Task | Every line below that includes the word "mark" needs to be copied.

Extracted entries |
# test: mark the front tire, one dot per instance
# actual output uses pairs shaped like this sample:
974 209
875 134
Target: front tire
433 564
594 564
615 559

* * *

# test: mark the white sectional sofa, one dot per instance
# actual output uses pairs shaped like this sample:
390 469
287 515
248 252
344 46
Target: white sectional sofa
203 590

* * *

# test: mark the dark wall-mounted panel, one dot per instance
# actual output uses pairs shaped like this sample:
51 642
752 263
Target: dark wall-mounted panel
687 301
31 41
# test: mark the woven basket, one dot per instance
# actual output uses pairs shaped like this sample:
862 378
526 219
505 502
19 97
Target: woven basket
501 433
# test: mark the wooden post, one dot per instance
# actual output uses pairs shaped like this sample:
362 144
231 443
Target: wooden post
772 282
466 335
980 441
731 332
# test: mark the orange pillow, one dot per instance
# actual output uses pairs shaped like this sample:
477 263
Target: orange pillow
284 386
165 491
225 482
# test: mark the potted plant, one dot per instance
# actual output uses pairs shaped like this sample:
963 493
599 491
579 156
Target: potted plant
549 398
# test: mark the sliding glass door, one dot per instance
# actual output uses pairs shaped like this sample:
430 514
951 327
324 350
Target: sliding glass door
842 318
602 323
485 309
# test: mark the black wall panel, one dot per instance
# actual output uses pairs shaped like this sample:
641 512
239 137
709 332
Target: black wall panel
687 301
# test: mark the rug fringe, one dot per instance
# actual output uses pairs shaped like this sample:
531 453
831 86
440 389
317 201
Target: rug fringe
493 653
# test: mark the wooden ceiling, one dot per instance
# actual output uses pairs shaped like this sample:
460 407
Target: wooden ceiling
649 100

Answer |
# test: mark the front tire, one dot per instance
# test: mark the white sectional sofa, one dot per instance
# test: mark the dark wall-mounted panel, one dot per instance
# test: mark the woven basket, one dot per instance
# test: mark the wooden post, one dot per instance
# test: mark the orange pillow, one dot per instance
# test: mark the potted plant, one dot per instance
# test: mark the sliding glass door, one dot per instance
# test: mark the black wall panel, one dot per instance
# test: mark the rug fringe, one dot per instance
# test: mark the wooden ceiling, one dot per instance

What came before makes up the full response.